**Soal Latihan:**
1 – Menurut tulisan tentang kisah Ibu Trimah, ke panti jompo mana Ibu Trimah dibawa?
2 – Teruskan tulisan tentang kisah Ibu Trimah setelah kalimat terakhirnya.

**Kutipan Bacaan:**
Oleh: Tri S, S.Si
Kisah pilu seorang ibu dari Magelang, Jawa Tengah bernama Trimah. Baru-baru ini Ibu Trimah dibuang oleh ketiga anak kandungnya, tanpa tahu apa-apa dibawa ke Griya Lansia Husnul Khatimah, Wajak, Malang, Jawa Timur. Kisahnya kian menjadi sorotan, banyak yang menaruh haru mengetahui bahwa ketiga anaknya tak satupun yang berkunjung menjenguk, bahkan untuk sekedar menghubungi. Keinginan besar Ibu Trimah adalah bisa berkumpul kembali dan dijemput anak-anaknya. Karena pandemi, anak kandung dan menantu Ibu Trimah terimbas PHK sehingga beralih profesi menjadi tukang ojek. Kesibukan dan minimnya keuangan yang menjadi alasan mereka meninggalkan Ibu Trimah di panti jompo.
Fenomena anak menelantarkan dan menitipkan orang tua di panti jompo masih terus bergulir. Kisah pilu lansia yang terbuang seolah tidak berujung, selalu terjadi dalam sistem kapitalisme. Kerasnya tekanan hidup menjadi pembenaran bagi anggota keluarga untuk mengalihkan pengurusan orang tua pada panti jompo.
Sistem kapitalisme tidak henti memproduksi kemiskinan massal. Pemimpin dalam sistem ini tidak melakukan riayah/pemeliharaan urusan rakyat dengan benar, bahkan cenderung melepaskan tanggung jawab memenuhi kebutuhan rakyat. Sistem ini juga mematikan fitrah manusia untuk memuliakan orang tua, anak berubah menjadi sosok yang tidak memiliki belas kasih.

**Data Tersedia:**
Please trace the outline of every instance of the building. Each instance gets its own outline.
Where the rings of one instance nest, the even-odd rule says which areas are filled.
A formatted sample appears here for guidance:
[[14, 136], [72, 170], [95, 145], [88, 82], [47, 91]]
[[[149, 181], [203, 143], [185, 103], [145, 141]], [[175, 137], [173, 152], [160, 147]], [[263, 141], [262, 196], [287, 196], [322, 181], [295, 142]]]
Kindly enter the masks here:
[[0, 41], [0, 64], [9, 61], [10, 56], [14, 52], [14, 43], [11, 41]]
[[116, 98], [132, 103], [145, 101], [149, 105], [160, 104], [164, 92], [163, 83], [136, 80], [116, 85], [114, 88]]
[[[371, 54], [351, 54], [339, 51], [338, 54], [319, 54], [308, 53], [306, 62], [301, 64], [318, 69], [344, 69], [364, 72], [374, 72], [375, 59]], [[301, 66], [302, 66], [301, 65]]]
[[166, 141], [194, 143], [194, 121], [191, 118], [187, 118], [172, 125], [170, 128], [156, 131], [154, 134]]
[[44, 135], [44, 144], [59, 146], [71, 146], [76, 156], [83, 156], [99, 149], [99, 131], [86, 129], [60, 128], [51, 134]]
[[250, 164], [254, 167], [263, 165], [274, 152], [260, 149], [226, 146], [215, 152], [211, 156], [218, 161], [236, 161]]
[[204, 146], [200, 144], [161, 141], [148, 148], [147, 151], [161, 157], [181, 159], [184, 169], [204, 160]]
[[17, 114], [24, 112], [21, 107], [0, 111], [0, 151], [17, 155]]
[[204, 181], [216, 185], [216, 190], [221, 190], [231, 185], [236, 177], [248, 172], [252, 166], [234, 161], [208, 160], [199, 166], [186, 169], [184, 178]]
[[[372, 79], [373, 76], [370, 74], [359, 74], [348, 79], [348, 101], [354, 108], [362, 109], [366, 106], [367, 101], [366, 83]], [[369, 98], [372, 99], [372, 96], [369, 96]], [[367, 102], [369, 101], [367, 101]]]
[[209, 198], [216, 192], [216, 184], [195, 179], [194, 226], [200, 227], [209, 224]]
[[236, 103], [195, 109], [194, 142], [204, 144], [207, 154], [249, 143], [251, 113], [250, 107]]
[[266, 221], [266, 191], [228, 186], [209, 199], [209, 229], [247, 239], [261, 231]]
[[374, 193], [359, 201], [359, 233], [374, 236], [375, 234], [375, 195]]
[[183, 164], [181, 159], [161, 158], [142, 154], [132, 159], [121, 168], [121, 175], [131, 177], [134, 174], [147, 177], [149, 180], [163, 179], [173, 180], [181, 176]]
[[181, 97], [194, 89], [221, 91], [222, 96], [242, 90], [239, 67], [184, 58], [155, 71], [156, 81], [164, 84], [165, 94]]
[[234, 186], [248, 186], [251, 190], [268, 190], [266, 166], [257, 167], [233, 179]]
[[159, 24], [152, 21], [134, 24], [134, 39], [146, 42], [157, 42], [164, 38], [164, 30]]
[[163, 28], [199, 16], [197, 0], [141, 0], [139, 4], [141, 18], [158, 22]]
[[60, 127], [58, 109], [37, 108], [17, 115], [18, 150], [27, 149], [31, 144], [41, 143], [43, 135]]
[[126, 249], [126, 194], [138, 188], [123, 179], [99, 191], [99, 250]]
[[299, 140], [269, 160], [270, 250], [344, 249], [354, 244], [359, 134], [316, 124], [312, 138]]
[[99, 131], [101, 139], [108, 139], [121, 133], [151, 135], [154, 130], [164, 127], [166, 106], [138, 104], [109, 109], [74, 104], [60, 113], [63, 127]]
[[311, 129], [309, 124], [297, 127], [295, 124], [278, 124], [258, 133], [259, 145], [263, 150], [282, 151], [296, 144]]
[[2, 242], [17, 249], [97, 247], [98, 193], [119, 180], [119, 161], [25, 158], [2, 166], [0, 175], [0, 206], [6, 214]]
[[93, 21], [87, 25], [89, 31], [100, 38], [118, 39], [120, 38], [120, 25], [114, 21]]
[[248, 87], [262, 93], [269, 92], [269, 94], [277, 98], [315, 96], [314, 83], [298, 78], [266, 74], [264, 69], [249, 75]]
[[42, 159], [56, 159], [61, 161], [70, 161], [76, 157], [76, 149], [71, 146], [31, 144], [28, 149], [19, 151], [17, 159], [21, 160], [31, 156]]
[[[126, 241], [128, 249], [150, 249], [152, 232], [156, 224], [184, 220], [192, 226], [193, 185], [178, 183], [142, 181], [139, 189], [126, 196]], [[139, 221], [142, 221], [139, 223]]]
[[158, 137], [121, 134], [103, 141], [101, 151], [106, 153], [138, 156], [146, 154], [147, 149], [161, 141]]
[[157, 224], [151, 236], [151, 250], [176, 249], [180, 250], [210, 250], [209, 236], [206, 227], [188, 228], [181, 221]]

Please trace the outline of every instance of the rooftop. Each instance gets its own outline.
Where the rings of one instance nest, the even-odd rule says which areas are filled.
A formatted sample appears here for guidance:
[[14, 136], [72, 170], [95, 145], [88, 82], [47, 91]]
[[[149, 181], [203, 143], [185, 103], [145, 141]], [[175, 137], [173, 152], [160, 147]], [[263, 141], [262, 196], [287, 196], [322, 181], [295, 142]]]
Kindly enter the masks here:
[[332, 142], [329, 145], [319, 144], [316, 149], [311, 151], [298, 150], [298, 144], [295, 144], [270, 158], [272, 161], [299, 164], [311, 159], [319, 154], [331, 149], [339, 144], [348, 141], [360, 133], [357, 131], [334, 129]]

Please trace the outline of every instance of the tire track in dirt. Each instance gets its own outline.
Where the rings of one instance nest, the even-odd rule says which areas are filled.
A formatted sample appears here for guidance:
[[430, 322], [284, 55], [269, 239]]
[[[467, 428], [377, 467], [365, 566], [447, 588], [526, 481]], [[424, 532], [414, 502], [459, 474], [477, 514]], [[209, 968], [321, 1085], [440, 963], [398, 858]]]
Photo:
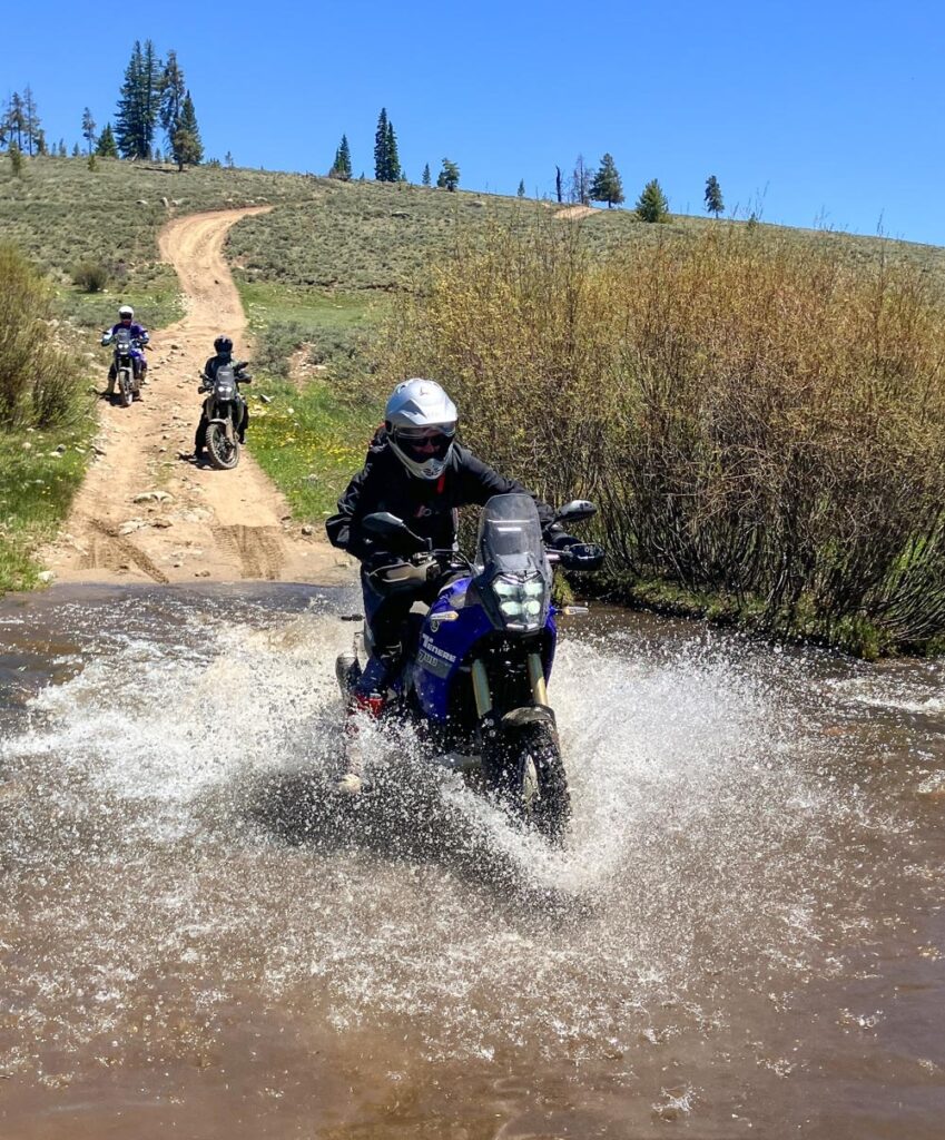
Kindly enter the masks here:
[[[100, 405], [96, 458], [72, 512], [43, 561], [59, 580], [174, 583], [347, 581], [342, 555], [307, 538], [247, 450], [235, 471], [197, 467], [193, 451], [201, 414], [197, 373], [219, 333], [246, 357], [245, 316], [223, 258], [230, 227], [269, 207], [177, 218], [160, 236], [173, 264], [186, 315], [152, 332], [149, 383], [130, 408]], [[136, 315], [147, 326], [148, 315]], [[107, 364], [100, 382], [105, 386]], [[252, 425], [250, 427], [252, 437]]]

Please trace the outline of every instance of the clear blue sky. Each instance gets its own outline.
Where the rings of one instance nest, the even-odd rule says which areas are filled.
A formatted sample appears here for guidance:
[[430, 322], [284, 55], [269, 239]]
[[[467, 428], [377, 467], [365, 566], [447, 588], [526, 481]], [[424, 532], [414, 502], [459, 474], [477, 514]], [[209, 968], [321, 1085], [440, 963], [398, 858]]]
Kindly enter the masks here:
[[207, 156], [238, 165], [324, 173], [344, 132], [370, 177], [385, 106], [413, 181], [446, 155], [464, 188], [551, 194], [609, 150], [628, 206], [659, 178], [699, 213], [714, 173], [742, 215], [945, 244], [940, 0], [44, 0], [8, 21], [0, 96], [30, 83], [71, 148], [136, 38], [177, 50]]

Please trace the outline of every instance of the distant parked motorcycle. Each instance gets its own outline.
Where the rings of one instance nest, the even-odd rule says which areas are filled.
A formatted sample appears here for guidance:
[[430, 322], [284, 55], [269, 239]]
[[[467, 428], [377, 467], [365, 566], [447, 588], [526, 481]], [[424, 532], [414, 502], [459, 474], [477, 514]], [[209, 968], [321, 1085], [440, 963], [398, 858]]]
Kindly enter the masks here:
[[246, 361], [220, 365], [212, 380], [201, 373], [197, 391], [210, 393], [203, 404], [202, 422], [206, 423], [204, 447], [210, 462], [221, 471], [229, 471], [239, 463], [239, 427], [246, 407], [239, 385], [249, 384], [253, 378], [245, 370], [247, 367]]
[[112, 341], [115, 345], [113, 353], [115, 390], [121, 406], [129, 408], [133, 400], [141, 397], [140, 361], [144, 357], [144, 345], [128, 328], [116, 329]]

**Kunci Jawaban:**
1 – Ibu Trimah dibawa ke Griya Lansia Husnul Khatimah di Wajak, Malang, Jawa Timur.

2 –
Pemicunya karena materi, ketidakadilan ekonomi, dan lemahnya penanaman nilai agama. Kapitalisme telah menghancurkan hubungan orang tua dan anak, menghilangkan pemahaman tentang kewajiban dan hak antar anggota keluarga. Hal ini disebabkan ditinggalkannya nilai-nilai Islam dalam keluarga. Derasnya pemikiran liberalisme/kebebasan yang dijamin sistem kapitalisme telah menjadikan pertimbangan di dalam keluarga bukan halal-haram, melainkan materi sebagai nilai yang tertinggi.
Jika salah satu anggota keluarga tidak memberi manfaat maka akan disingkirkan, tak terkecuali orang tuanya sendiri. Kerapuhan dalam keluarga akibat liberalisme menjadikan anak-anak sebagai pribadi yang tak beradab dan bergaya hidup bebas, sesuka hatinya bersikap pada siapa pun termasuk orang tuanya. Apalagi dalam sistem ini, orang bebas berbuat, bebas memiliki, bebas beragama dan bebas berpendapat, semua itu dilindungi oleh negara.
Sangat berbeda dengan sistem Islam yang menjadikan setiap aktivitas terikat dengan aturan Allah, termasuk berkeluarga. Bangunan keluarga di dalam Islam menjadikan ridha Allah sebagai tujuannya, maka setiap anggota keluarga haruslah taat pada seluruh aturan Allah dan menjauhi larangan-Nya. Karena kebahagiaan yang dituju bukan hanya di dunia, tapi kehidupan yang abadi kelak yaitu di akhirat yang kekal.
Firman Allah SWT. yang artinya: "Hai orang-orang yang beriman, peliharalah dirimu dan keluargamu dari api neraka yang bahan bakarnya adalah manusia dan batu, penjaganya malaikat-malaikat yang kasar, keras dan tidak mendurhakai Allah terhadap apa yang diperintahkan-Nya kepada mereka dan selalu mengerjakan apa yang diperintahkan.” (QS. At-Tahrim: 6).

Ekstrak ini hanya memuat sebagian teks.